• **ASSIGNMENT**:
Extend the passage below on the U.S. Unemployment Insurance system, picking up directly after its final sentence.

• **SUPPLIED TEXT**:
The news that the Trump Administration wanted to hide has finally arrived: in addition to facing a literal pandemic in Covid-19, we are now also facing a pandemic of unemployment.

The release of preliminary Unemployment Insurance claims rightfully sent a chill through the halls of power today, both because of what it suggests about the size and scope of the coming economic downturn, but also because, to meet this crisis, the United States is in no small part relying on an Unemployment Insurance system that hasn’t been fit for purpose for some time…although this may be about to change.

An Automatic Stabilizer That Doesn’t

One of the ironies about writing this now is that I wrote a report about how the Unemployment Insurance system was broken a literal decade ago, and pretty much all of my critiques then apply today.

As I teach my students, UI was one of the kludgiest aspects of the Social Security Act of 1935, driven as much by the need to get around a hostile Supreme Court as any consideration of good policy design. Ever since then, the program has been hobbled by its joint federal-state structure, when everything about states from an economic policy standpoint (their constitutionally-mandated pro-cyclicality, their beggar-thy-neighbor approach to business regulation and taxation, the list goes on) makes them a terrible partner for a social insurance program that’s designed to expand massively in size and cost at a time when revenues decline dramatically.

Thus, for several decades, the United States has been in a position that’s quite unusual in the rest of the developed world: less than half of our workforce receives U.I (either because they aren’t eligible, or have been made to believe that they aren’t) and the half that does receive U.I gets an average benefit that can barely keep one person out of poverty – let alone a family of four.

• **MATERIAL PROVIDED**:
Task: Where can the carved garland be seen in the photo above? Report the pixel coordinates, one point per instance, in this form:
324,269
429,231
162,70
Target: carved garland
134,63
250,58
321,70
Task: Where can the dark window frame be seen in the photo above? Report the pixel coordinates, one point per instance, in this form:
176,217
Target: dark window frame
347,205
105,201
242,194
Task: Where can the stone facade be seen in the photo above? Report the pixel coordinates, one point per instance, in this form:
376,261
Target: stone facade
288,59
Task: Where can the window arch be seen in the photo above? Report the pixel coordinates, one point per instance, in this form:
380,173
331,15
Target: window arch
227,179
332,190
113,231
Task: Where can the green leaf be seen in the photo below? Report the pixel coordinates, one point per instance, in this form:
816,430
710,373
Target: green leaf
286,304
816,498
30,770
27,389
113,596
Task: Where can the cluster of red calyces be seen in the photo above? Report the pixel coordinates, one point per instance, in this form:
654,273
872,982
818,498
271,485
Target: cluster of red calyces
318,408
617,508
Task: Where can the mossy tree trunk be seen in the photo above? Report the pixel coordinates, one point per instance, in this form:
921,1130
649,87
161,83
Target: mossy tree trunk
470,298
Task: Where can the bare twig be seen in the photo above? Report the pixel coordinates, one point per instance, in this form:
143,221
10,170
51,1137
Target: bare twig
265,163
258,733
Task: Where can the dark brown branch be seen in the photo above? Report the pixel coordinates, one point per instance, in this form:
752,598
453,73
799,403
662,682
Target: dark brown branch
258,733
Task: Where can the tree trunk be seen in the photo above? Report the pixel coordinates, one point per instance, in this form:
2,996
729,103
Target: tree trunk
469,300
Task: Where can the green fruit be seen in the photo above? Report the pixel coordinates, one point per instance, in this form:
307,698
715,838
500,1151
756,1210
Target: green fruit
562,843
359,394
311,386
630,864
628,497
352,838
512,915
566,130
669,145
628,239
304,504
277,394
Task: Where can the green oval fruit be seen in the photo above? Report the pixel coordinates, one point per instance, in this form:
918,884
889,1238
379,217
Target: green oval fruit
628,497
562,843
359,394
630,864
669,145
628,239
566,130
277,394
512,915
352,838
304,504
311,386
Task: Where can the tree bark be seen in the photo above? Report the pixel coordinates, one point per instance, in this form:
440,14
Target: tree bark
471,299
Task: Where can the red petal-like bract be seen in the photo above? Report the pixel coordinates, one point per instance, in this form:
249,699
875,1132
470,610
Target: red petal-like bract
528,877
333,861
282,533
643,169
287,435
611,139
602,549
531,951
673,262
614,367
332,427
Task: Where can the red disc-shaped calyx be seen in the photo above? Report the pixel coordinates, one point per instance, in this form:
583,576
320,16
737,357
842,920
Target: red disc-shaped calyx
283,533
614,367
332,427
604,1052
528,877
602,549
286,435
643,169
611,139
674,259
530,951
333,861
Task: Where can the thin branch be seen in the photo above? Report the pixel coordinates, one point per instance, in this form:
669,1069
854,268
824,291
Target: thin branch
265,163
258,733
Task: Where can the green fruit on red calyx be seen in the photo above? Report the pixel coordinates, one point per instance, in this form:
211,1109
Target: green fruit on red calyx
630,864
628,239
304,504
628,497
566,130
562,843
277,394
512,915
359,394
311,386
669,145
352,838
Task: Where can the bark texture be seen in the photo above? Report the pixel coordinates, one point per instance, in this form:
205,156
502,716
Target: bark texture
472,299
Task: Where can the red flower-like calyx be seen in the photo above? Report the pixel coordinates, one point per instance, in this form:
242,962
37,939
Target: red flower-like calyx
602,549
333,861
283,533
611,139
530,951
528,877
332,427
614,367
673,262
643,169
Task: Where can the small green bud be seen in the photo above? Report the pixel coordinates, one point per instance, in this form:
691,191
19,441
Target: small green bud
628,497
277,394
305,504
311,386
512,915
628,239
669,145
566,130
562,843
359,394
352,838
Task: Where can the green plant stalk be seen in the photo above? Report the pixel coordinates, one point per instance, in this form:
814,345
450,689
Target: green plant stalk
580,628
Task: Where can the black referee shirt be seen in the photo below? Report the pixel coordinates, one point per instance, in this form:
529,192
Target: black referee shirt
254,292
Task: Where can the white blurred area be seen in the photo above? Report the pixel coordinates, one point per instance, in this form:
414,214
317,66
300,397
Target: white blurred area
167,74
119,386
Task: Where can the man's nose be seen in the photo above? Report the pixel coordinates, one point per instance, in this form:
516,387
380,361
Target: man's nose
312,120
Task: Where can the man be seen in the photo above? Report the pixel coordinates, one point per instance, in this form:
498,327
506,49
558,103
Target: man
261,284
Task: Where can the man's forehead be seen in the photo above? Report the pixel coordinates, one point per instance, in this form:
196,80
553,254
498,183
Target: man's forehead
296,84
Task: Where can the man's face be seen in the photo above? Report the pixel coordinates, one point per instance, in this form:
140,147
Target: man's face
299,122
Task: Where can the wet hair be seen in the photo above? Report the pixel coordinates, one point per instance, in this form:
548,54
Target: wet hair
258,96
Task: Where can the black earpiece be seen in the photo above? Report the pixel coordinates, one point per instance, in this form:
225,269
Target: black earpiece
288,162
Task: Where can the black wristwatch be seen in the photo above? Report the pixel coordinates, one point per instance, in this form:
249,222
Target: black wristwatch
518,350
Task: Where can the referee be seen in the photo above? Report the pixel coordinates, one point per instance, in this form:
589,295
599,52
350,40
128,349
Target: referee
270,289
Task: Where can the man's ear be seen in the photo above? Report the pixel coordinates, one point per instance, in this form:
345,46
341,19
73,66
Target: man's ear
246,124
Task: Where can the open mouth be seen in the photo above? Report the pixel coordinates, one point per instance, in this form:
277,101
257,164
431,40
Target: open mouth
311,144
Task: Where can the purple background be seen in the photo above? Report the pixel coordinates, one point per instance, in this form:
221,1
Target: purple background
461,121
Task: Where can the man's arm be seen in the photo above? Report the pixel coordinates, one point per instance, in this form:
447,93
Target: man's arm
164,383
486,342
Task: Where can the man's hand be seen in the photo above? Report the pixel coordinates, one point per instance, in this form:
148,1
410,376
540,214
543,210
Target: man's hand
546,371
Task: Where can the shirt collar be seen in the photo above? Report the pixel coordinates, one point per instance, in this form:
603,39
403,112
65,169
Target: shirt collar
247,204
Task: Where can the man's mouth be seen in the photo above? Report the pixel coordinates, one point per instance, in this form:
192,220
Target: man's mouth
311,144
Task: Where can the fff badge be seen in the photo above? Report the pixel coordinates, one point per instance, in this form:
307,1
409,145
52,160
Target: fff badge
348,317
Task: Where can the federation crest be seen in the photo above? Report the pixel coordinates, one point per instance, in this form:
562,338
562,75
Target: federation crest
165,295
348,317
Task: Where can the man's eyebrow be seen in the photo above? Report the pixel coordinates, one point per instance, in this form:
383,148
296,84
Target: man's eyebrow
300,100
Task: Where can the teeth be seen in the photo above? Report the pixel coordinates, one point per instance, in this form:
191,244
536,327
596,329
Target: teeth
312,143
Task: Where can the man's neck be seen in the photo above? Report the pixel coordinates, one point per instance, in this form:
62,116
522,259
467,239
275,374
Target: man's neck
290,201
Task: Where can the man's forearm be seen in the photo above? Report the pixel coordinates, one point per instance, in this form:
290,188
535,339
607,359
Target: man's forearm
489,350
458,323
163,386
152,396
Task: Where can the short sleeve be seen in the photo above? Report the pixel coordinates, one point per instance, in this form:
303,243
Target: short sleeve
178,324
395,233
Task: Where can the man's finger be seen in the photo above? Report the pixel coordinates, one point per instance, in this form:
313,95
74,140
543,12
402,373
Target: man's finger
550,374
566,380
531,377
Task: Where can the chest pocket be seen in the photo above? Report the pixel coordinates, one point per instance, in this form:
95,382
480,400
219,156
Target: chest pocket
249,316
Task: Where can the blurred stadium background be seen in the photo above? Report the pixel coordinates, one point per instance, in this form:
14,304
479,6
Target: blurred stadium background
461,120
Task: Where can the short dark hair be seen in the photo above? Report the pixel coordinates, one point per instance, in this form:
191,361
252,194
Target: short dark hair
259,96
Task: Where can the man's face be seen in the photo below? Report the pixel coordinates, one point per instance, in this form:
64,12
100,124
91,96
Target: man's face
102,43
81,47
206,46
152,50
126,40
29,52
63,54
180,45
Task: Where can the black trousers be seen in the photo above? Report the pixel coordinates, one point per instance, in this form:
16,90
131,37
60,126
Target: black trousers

• **ANSWER TO THIS EXERCISE**:
To their credit, the Obama Administration did try to change this, by offering $7 billion to states that “adopted “Alternate Base Periods” that allow workers to claim eligibility for UI by counting their most recent earnings as opposed to the previous year’s earnings, and agreed to cover part-time workers who are looking for full-time work and workers who leave work due to family emergencies.” Here again, federalism did its nasty work, with thirty-eight out of fifty states making these really modest changes (although how many of those changes stuck given the wave of GOP takeovers at the state level…) and twelve refusing to.

Pandemic Unemployment Assistance

This brings us to the stimulus bill’s Unemployment Insurance provisions. While there are many reasons to criticize the CARES Act, its U.I provisions are not among them, because this bill provides for nothing less than a revolution in U.I, both in terms of eligibility and benefit levels.

To start with eligibility, the bill truly casts a wide net, taking in not only the traditionally-employed who’ve always been the main constituency of U.I, but also the underemployed and part-time workers, “freelancers, furloughed workers, and independent contractors.” It does this both by expanding loopholes in the base U.I program that were previously established for natural disasters and through the creation of a new “Pandemic Unemployment Assistance” program that ensures that workers who wouldn’t qualify even under the loosened state standards.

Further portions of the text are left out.